• [Exercise aim]: The full listing, copied exactly, is the required output.
[Opening Supplied material section]
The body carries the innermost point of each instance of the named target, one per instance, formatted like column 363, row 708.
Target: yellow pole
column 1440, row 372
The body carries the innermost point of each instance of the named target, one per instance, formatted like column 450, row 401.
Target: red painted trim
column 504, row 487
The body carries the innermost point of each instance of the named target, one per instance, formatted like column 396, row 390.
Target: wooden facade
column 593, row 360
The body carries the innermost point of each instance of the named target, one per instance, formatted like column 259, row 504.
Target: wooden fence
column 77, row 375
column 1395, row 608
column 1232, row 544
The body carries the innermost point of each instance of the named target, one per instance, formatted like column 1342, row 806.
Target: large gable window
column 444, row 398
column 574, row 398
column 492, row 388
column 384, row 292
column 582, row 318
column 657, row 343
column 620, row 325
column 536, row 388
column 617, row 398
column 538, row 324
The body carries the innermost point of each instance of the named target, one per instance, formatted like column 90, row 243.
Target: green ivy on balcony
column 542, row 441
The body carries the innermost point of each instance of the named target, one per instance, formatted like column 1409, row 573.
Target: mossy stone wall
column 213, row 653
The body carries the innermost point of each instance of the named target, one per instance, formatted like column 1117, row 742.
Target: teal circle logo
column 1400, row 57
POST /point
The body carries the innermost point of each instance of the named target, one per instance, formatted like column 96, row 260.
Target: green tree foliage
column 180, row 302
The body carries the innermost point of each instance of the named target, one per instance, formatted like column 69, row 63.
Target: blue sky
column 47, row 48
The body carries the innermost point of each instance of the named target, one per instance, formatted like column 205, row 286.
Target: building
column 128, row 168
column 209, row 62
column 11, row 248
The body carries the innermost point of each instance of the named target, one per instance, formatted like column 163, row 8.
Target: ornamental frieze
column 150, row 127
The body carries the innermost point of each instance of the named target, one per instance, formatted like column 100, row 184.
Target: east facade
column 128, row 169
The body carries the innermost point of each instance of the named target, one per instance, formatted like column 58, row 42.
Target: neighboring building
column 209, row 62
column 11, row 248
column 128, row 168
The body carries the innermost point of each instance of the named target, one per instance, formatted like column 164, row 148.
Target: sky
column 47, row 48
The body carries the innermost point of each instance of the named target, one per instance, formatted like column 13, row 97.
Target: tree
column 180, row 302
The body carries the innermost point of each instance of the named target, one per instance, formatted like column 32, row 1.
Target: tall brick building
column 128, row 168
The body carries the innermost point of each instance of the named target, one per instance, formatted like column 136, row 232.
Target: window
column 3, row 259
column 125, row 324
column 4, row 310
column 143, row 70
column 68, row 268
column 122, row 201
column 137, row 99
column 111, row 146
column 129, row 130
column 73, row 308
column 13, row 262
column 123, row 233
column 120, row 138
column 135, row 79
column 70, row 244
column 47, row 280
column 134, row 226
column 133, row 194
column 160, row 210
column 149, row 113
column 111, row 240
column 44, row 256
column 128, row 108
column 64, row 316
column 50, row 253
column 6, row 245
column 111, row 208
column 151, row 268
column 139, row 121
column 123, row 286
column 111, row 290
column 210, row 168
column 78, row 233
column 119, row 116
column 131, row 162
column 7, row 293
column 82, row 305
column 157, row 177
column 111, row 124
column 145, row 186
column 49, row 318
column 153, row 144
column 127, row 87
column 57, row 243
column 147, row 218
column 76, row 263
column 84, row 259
[Closing Supplied material section]
• [Solution]:
The body carries the innermost point of each instance of the named target, one per instance, formatted like column 363, row 708.
Target: yellow pole
column 1440, row 372
The body carries the innermost point of each instance of the named target, one per instance, formatted like column 450, row 401.
Target: red painted trim
column 504, row 487
The body carries the innermost point of each instance of the named target, one per instance, formatted like column 396, row 390.
Target: wooden facade
column 593, row 360
The body carries the innermost point of each instance of the named target, one per instance, formatted like column 259, row 504.
Target: wooden fence
column 77, row 375
column 1395, row 608
column 1232, row 544
The body carries the innermost point of each instance of the named target, one per instance, formatted like column 1342, row 806.
Target: large gable window
column 444, row 398
column 574, row 398
column 492, row 388
column 384, row 292
column 582, row 318
column 657, row 343
column 620, row 325
column 536, row 388
column 617, row 398
column 538, row 324
The body carries the innermost point of each instance of the named target, one per instance, formatted like column 90, row 243.
Target: green ivy on balcony
column 542, row 441
The body carries the innermost point of each instance of the named target, one per instance, formatted like column 1409, row 573.
Target: mossy stone wall
column 213, row 653
The body carries the innermost point of each instance of the named target, one per instance, formatted like column 1117, row 742.
Target: teal circle logo
column 1400, row 57
POST /point
The body carries the innermost point of each instance of the named target, one per instance, formatted like column 96, row 260.
Target: green tree foliage
column 180, row 302
The body carries the innermost point of each instance of the named target, one per instance, formatted like column 69, row 63.
Target: blue sky
column 47, row 48
The body carries the innermost point of each instance of the named target, one per instance, formatted like column 205, row 286.
Target: building
column 128, row 168
column 209, row 62
column 11, row 248
The body carries the innermost point of each instance of the named target, one per instance, formatted like column 163, row 8.
Target: ornamental frieze
column 150, row 127
The body carries the innermost point of each instance of the named target, one per instance, formatted like column 100, row 184.
Target: east facade
column 128, row 169
The body carries the innermost point of each instance of the named target, one per instance, formatted like column 58, row 42.
Target: neighboring building
column 209, row 62
column 11, row 248
column 128, row 168
The body carries the innermost point of each instance of the named target, one per instance, formatted like column 164, row 148.
Target: sky
column 47, row 48
The body carries the innermost point of each instance of the named target, one per instance, formatted like column 13, row 97.
Target: tree
column 180, row 302
The body carries the innermost point of each instance of the named target, one per instance, formatted like column 32, row 1.
Target: tall brick building
column 128, row 168
The body carries the innermost point of each instance of the named target, one per instance, formatted like column 136, row 232.
Target: window
column 3, row 259
column 125, row 324
column 4, row 310
column 143, row 70
column 68, row 268
column 122, row 201
column 137, row 99
column 111, row 146
column 129, row 130
column 73, row 308
column 13, row 262
column 123, row 233
column 120, row 138
column 135, row 79
column 70, row 244
column 47, row 280
column 134, row 226
column 133, row 194
column 160, row 210
column 149, row 113
column 111, row 240
column 44, row 256
column 128, row 108
column 64, row 316
column 50, row 253
column 6, row 245
column 111, row 208
column 151, row 268
column 139, row 121
column 123, row 286
column 111, row 290
column 210, row 168
column 78, row 233
column 119, row 116
column 131, row 162
column 7, row 293
column 82, row 305
column 157, row 177
column 111, row 124
column 145, row 186
column 49, row 318
column 153, row 144
column 127, row 87
column 57, row 243
column 147, row 218
column 76, row 263
column 84, row 259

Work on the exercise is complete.